## Aim
Output the records below word for word, omitting the pictures.

(Records from a pointing dataset)
__________________________________________________
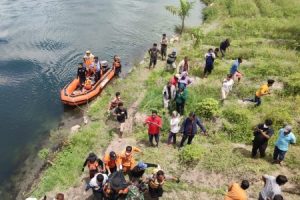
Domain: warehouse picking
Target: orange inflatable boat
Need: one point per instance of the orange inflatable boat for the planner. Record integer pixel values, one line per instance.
(72, 95)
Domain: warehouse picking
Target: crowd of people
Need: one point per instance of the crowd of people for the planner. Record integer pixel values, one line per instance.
(92, 69)
(108, 176)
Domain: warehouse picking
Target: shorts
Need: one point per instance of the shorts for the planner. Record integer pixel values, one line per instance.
__________________________________________________
## Expected answer
Domain: warehouse picking
Target: orange inflatable boat
Need: one point per instance of the orange inflatable boat for the planner. Record integer pixel values, one line per instance.
(72, 95)
Domain: warehouse picking
Target: crowd of people
Need: one point per instance of the crowd of people for the planner. Record integer pixel values, one line per instance.
(92, 69)
(108, 176)
Domain: warehouse picking
Target: shorts
Need: one point per instance of the shorts for the planner. Record integer pixel values, one line per instance.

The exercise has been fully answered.